──────── Отрывок из текста ────────

В незавершенной полностью красивой серии акварелей — «Манон Леско» — Прево (1948 г.) К.И. Рудаков нашел созвучные своим исканиям образы романтических героев, пользуясь богатством своих зрительных впечатлений и необычайной чуткостью к историческим эпохам и ее людям.

Такой же прелестью и богатством живописных находок отмечаются нами новые рисунки, посвященные «Гамлету» Шекспира и к «Дон Кихоту» Сервантеса. Эти герои близки ему еще с юношеских лет, когда он невольно отдал дань своего интереса к творчеству гениального М.А. Врубеля.

В плане собственных углубленных исканий, К.И. Рудаков обратился к произведению А.М. Горького «Фома Гордеев». Сделал он эту попытку раньше всех советских иллюстраторов данного произведения. В какой-то мере он наметил будущую трактовку и характеристику основных героев романа.

После исторических иллюстраций, пронизанных долей романтики, коим отдал большое внимание К.И. Рудаков, как будто бы мог быть затруднительным переход к образам более близкой эпохи. На самом деле было не так. Вдумавшись в прочитанные страницы Горького, художник ясно, до осязаемости, представил себе весь этот мир провинциальных богатеев с их думами и чаяниями. Он сумел разобраться в них и найти каждому из них свое место и свое правдивое лицо. Монументальным и крепко стоящим на земле запоминаем мы старшего Гордеева в сильном углевом рисунке К.И. Рудакова. Рядом с Гордеевым его подруга жизни, совсем иная. В ней больше созерцательности, чем деловитой напряженности ее мужа. Вырисовывается ясно и облик молодого Гордеева и других участников описанных событий. Семья Маякина в церкви полна подлинно замечательных и верных характеристик каждого из них, начиная от детей и кончая стариками. Над этим рисунком К.И. Рудаков перестал трудиться всего за несколько часов до своей неожиданной и преждевременной смерти. Жаль, что эта работа, которую художник вел в своем личном творческом плане, не была завершена полностью, хотя начало и развитие ее было так блестяще и глубоко.

──────── Материал для проверки ────────

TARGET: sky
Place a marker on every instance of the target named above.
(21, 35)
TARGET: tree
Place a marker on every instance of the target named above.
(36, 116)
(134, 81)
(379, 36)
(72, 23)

────────

# Что сделать
1. Какое произведение, согласно отрывку о К.И. Рудакове, художник взялся иллюстрировать раньше всех советских иллюстраторов?
2. Продолжите отрывок о К.И. Рудакове сразу после его последнего предложения.

# Ответы по порядку
1. Роман А.М. Горького «Фома Гордеев».

2.
По этим рисункам и всем тем работам, которых мы коснулись весьма кратко, мы можем судить о творческом многообразии художника. Речь шла главным образом об иллюстративных работах. Но они, будучи основными в его творчестве, все время перемежались работами в станковых рисунках, акварелях и в живописи маслом. Обладая незаурядным живописным дарованием, К.И. Рудаков редко, к нашему огорчению, обращался к холсту и масляной живописи. Требовательный к себе, он часто браковал написанное. В акварельной и гуашной живописи ему равных не было по блеску, изяществу, точности в соотношениях тонов, в разборе тончайших валеров в тоне, при красоте, простоте общего решения своей живописной задачи. Он с честью носил звание ученика П.П. Чистякова, понимая его установки не внешне, а глубоко.

К.И. Рудаков в своем богатом творчестве остается для нас явлением незабываемым. Весь его путь в жизни, как он стал себя помнить, принадлежал любимому искусству. Ни бедность, ни суровость жизненной обстановки не смогли погасить в нем огонь творца художника. Еще на заре своей юности он стал формироваться как художник с пытливостью, красивой душой, благородным человеческим сердцем. Он был признателен своей судьбе, что она свела его в ранние годы с мудрым художником и учителем П.П. Чистяковым, который своими беседами, вниманием к нему и морально-духовной теплотой согрел и усилил его тягу к красивому искусству. Тут была привита любовь к классическому наследию Италии, поклонником которой был сам П.П. Чистяков. Тут и юношеская романтика и воспоминания, срывавшиеся с уст П.П. Чистякова о его гениальном ученике и страдальце в жизни и искусстве — М.А. Врубеле.

Его искусство, которому мы были свидетелями, когда оно создавалось, и теперь, когда оно стало величиной постоянной, хранит в себе всю полноту его творческих переживаний с его мечтой, грезами и волнениями.

К К.И. Рудакову применимы слова Э. Золя, сказанные о Э. Манэ: ... «Здесь только художник, полный искренности, повинующийся своей природе, с жаром ищущий истины, всецело отдающийся искусству, не имеющий ни одной из наших подлостей»*.

* «Мастера искусства об искусстве», том III М.-Л., 1939, стр. 77.

                                                                                                     
 

      П. Корнилов 1. III. 71. Ленинград.

(Опубликовано в каталоге выставки «К. Рудаков». Вологда, 1971. С. 5-25).